▶ **Excerpt**:
Vegan Thai Peanut Noodles

Simple yet delicious vegan thai peanut noodles are ready in less than 30 minutes. Packed with the best peanut and thai-inspired flavors.
Prep Time5 minutes
Cook Time15 minutes
Total Time20 minutes
Course: Entree, Savory
Cuisine: Thai-Inspired
Diet: Vegan
Servings: 4
Calories: 615kcal

Ingredients

Noodles:

  • 8 oz Fettuccine (230g) or Spaghetti, or Rice Noodles Or Ramen

Sauce:

  • ½ cup Smooth Salted Peanut Butter
  • ¼ cup Low Sodium Soy Sauce
  • 1 Tablespoon Toasted Sesame Oil
  • 2 Tablespoons Light Brown Sugar Packed
  • ½ Tablespoon Thai Red Curry Paste
  • 2 Tablespoons Lime Juice Freshly squeezed
  • 2 cloves Garlic Minced
  • ¼ teaspoon Red Pepper Flakes
  • 4 Tablespoons Water

Veggies:

  • 2 Tablespoons Sesame Oil
  • 1 Large Red Bell Pepper Seeded and sliced
  • 1 Large Carrot Grated
  • ¼ cup Roasted Salted Peanuts Crushed
  • ¼ cup Spring Onions Chopped
  • cup Cilantro Chopped

Instructions

  • Prepare the noodles according to package instructions, drain, rinse, and set aside. Undercook the noodles slightly as they will cook more with the other veggies in the pan or wok.

▶ **Stored rows**:
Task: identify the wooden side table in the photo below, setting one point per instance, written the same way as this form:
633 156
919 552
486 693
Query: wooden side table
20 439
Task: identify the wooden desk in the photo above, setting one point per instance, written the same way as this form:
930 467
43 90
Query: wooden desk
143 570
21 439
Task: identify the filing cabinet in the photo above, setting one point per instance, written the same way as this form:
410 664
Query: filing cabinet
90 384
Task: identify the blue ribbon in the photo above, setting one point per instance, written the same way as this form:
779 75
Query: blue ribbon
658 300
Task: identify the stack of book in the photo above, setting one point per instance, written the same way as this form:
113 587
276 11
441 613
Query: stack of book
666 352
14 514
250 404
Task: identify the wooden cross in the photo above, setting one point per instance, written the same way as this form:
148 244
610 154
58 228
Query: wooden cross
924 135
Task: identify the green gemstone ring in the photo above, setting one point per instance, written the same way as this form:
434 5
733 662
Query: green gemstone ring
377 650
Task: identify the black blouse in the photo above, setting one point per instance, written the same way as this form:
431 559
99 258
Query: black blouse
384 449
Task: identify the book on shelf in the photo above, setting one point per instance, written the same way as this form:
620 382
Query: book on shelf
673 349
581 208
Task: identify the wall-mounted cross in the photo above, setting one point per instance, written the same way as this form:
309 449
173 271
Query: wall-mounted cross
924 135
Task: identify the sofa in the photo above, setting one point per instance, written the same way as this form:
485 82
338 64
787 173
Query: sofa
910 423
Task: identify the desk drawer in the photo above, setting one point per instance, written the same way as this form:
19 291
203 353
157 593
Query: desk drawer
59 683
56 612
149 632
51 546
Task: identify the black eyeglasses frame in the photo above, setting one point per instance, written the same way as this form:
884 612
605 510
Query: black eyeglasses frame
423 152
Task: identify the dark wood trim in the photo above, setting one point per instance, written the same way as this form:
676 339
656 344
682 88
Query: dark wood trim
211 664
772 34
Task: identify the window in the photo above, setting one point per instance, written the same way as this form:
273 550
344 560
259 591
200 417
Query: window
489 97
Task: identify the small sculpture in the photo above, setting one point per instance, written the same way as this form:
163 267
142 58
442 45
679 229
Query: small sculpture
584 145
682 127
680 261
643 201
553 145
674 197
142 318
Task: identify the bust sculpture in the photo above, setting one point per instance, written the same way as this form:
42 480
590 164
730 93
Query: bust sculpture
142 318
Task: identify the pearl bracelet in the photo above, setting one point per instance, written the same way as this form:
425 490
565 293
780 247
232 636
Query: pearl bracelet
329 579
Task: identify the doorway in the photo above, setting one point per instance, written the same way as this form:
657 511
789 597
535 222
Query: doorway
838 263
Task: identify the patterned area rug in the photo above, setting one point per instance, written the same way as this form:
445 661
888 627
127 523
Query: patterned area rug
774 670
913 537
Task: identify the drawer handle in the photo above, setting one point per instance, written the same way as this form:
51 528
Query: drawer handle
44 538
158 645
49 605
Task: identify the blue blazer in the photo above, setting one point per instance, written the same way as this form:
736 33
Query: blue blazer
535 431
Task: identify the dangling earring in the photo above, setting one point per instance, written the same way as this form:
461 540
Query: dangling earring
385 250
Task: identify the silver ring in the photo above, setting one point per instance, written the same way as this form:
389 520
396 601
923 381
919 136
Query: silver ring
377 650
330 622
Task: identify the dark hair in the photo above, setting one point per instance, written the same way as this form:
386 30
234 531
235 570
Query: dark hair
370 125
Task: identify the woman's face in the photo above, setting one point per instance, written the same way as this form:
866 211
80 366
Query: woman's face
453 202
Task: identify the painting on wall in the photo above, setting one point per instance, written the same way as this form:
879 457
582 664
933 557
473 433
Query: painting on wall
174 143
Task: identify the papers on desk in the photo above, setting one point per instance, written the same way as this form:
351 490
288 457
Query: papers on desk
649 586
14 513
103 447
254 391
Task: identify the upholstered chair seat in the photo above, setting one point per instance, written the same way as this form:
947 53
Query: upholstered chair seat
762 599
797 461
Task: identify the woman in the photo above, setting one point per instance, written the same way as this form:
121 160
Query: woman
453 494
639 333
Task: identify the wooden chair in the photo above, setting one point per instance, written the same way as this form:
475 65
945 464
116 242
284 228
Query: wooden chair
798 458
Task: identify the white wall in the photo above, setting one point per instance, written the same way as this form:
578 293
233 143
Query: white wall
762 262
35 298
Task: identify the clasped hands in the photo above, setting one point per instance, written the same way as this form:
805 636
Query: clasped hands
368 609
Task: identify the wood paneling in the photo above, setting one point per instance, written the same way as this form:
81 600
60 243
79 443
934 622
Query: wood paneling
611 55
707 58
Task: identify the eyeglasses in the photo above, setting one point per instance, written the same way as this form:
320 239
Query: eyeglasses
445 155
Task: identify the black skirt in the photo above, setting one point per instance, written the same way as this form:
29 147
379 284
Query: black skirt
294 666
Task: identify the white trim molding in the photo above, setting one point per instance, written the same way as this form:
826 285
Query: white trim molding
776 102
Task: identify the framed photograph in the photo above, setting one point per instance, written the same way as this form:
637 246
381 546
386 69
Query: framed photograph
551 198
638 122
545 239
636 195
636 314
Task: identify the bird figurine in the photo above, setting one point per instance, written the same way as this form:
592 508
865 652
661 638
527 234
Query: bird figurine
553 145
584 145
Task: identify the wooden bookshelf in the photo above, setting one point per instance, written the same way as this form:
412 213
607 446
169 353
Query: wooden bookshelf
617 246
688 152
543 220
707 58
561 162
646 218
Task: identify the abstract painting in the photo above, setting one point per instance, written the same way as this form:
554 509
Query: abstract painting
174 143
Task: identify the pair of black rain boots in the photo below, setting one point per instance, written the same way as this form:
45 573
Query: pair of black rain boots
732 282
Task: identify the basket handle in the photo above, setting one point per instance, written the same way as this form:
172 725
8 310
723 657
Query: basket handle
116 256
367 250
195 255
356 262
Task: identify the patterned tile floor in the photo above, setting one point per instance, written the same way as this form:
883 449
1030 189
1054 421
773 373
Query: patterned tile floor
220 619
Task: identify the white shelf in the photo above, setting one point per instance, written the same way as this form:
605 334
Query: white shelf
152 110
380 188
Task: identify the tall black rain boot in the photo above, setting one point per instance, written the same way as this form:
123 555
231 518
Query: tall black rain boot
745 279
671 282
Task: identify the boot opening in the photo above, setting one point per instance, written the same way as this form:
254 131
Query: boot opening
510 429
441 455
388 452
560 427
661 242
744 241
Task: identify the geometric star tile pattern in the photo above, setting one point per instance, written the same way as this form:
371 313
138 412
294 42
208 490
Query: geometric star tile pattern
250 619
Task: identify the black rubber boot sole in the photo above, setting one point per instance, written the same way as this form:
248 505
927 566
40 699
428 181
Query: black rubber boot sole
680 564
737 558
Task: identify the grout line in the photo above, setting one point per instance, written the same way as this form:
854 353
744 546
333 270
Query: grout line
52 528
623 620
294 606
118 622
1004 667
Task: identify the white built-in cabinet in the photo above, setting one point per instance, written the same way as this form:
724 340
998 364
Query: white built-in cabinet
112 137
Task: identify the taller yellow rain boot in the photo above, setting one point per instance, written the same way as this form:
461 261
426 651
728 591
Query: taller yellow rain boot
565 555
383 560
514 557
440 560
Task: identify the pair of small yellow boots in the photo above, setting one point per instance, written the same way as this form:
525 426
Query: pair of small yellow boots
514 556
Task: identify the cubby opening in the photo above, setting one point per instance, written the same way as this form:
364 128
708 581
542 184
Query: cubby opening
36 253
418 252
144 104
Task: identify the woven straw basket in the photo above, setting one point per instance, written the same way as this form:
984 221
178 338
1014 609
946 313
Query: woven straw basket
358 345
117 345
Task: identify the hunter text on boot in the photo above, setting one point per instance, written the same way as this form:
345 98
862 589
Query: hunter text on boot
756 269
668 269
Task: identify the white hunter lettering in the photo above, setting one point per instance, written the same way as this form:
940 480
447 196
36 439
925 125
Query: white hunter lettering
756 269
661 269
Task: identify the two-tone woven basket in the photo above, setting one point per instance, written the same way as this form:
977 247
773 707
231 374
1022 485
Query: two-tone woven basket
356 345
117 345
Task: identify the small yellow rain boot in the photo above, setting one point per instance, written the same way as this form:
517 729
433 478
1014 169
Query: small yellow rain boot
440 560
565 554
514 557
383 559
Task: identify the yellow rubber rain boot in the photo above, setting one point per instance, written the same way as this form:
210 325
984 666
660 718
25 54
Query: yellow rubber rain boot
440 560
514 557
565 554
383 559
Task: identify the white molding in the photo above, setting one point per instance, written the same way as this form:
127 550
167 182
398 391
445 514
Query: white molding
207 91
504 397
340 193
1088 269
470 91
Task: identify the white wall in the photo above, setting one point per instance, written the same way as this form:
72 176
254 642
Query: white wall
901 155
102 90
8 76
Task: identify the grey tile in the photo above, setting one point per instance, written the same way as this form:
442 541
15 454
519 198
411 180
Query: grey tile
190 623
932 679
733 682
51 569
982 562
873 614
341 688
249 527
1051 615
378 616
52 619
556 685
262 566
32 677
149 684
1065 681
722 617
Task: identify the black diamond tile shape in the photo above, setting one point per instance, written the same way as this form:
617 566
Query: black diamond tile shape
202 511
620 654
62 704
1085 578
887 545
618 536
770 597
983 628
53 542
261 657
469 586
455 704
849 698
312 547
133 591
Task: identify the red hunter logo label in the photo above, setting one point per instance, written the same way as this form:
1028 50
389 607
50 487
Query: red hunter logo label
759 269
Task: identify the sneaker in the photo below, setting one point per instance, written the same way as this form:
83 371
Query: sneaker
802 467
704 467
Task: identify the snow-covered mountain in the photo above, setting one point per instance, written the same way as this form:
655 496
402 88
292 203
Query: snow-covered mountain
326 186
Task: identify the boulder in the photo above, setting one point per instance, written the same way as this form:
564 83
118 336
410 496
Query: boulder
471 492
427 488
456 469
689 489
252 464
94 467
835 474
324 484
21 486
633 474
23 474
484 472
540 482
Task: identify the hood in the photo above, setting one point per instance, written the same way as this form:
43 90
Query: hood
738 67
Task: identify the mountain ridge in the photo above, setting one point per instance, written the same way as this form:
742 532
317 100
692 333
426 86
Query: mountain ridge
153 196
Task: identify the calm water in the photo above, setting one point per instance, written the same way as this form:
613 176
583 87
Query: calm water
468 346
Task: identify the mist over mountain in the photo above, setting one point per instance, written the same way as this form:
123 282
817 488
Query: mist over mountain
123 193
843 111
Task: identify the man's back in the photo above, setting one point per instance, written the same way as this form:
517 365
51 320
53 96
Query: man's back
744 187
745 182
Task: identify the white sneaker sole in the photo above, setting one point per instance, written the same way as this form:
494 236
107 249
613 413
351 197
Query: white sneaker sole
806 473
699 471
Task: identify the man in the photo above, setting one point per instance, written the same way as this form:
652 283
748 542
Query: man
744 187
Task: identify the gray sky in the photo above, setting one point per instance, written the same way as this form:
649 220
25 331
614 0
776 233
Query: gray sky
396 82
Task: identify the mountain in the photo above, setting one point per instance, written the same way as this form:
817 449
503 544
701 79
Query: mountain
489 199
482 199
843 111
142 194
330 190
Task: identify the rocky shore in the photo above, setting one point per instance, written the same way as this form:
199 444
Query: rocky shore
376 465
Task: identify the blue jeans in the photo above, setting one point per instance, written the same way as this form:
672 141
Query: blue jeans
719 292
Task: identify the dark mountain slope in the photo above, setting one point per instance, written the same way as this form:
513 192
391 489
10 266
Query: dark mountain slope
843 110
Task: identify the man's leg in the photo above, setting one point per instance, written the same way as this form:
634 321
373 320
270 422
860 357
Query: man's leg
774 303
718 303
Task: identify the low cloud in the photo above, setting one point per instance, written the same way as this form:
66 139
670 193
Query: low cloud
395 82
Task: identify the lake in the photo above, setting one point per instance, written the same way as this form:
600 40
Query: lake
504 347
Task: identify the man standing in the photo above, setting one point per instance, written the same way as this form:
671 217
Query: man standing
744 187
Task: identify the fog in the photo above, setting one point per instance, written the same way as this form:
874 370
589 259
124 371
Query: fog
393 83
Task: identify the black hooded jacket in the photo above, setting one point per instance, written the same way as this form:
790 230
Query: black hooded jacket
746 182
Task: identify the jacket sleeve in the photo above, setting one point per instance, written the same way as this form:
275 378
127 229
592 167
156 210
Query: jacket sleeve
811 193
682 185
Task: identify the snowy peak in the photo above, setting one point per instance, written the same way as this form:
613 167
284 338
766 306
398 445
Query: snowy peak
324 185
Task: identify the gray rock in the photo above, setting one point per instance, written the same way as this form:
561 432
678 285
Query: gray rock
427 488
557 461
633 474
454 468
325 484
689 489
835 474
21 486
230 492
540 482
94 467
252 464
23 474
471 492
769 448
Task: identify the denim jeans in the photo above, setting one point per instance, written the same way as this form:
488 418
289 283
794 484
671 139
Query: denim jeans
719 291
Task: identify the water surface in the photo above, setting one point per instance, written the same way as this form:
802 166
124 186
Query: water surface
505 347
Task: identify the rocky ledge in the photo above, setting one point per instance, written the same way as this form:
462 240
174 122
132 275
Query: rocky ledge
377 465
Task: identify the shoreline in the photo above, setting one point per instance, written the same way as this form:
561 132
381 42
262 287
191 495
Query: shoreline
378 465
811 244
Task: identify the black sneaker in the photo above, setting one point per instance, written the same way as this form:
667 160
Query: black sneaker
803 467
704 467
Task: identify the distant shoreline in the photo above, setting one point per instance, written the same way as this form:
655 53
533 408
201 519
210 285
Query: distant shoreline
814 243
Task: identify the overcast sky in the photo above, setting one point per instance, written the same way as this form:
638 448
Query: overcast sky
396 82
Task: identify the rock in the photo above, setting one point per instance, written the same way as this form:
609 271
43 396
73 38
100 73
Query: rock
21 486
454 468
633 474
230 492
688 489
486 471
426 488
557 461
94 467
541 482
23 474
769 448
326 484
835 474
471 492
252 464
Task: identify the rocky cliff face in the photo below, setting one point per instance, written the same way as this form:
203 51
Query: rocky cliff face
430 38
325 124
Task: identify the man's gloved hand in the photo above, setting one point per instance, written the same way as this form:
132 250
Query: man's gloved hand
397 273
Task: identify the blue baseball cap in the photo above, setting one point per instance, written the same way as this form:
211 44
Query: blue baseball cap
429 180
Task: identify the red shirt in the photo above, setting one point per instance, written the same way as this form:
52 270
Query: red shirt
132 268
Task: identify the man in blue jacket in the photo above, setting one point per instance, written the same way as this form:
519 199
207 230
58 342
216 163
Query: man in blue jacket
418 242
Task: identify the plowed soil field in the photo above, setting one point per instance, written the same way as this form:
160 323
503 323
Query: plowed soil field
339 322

▶ **Problems to solve**:
1. Answer these questions from the peanut noodle recipe above:
(a) What total time does the recipe list?
(b) How much lime juice goes into the sauce, and how should it be prepared?
(c) Why should the noodles be slightly undercooked?
2. Write the next steps of the peanut noodle recipe above, picking up after its last instruction.

▶ **Responses per task**:
1.
(a) 20 minutes.
(b) 2 tablespoons, freshly squeezed.
(c) They will cook more with the other veggies in the pan or wok.

2.
  • Make your sauce. Add all the ingredients for the sauce to a measuring jug and whisk together until well mixed. Ensure the sauce is smooth and the peanut butter is mixed well with all ingredients. Set aside.
  • Heat a large pan or wok over medium heat.
  • Add the sesame oil, sliced red bell pepper, and grated carrot to the pan or wok and flash fry to soften the veggies slightly.
  • Pour the sauce over the veggies and mix in. Cook until the sauce is heated through.
  • Add the noodles, peanuts, green onion, and cilantro and gently toss together until the noodles are well coated and heated through.
  • Serve in bowls topped with a sprinkle of crushed peanuts, chopped cilantro, and lime wedges on the side.

Notes

  1. If you want to make this recipe gluten free - you can substitute for gluten free noodles and gluten free soy sauce.
  2. This recipe works well with fettucine noodles (regular or whole wheat), gluten free noodles and rice noodles.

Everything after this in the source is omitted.